Records supplied →
+++
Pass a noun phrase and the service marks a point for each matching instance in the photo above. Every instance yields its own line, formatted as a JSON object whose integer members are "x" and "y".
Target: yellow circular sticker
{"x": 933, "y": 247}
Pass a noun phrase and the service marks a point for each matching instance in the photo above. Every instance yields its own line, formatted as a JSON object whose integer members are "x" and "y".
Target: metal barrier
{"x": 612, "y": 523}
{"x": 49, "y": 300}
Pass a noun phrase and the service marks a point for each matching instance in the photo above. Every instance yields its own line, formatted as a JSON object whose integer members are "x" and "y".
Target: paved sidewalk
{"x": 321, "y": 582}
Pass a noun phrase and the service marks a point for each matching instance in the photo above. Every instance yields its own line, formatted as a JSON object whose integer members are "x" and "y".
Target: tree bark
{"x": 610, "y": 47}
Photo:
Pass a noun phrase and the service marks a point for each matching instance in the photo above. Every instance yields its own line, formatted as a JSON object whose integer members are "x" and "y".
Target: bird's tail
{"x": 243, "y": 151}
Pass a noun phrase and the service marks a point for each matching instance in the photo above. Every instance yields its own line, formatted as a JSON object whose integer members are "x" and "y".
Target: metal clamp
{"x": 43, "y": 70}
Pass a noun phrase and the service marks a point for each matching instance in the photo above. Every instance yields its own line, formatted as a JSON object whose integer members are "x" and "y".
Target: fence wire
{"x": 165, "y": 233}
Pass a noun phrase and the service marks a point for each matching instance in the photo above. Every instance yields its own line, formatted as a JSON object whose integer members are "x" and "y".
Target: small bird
+++
Assignment → Give a verbatim copy of the material above.

Answer area →
Pass a noun phrase and the service marks a point for each matching instance in the photo above. Every instance yields its own line, formatted as a JSON object whose integer members are "x" and "y".
Target: yellow circular sticker
{"x": 933, "y": 247}
Pass a noun phrase and the service marks a point for each matching instance in the photo above. Every instance yields its own line, formatted as a JSON object whose integer members are "x" and "y".
Target: metal barrier
{"x": 612, "y": 523}
{"x": 49, "y": 300}
Pass a noun phrase and the service marks a point for each matching instance in the photo above. Every instance yields its own line, formatted as a JSON object whose integer members are "x" and "y".
Target: paved sidewalk
{"x": 321, "y": 582}
Pass a noun phrase and the service marks a point for each matching instance in the photo above. Every instance yields its own line, formatted as a JSON object whose integer members are "x" and "y".
Target: tree bark
{"x": 610, "y": 47}
Photo:
Pass a noun phrase and the service marks a point for each matching instance in the photo above. Every instance yields its own line, formatted as a JSON object whose integer members are "x" and "y".
Target: bird's tail
{"x": 243, "y": 151}
Pass a noun phrase and the service marks a point for each matching instance in the photo above. Every instance yields its own line, formatted as a JSON object whose integer members are "x" and "y".
Target: metal clamp
{"x": 43, "y": 70}
Pass a noun phrase and the service marks a point for each matching instance in the photo above. Every instance yields its own line, formatted as a JSON object whose integer members are "x" and "y".
Target: fence wire
{"x": 165, "y": 233}
Pass a noun phrase and the service marks a point for each matching instance in the photo above. Every instance yields its own line, formatted as a JSON object whose integer members are "x" and "y".
Target: small bird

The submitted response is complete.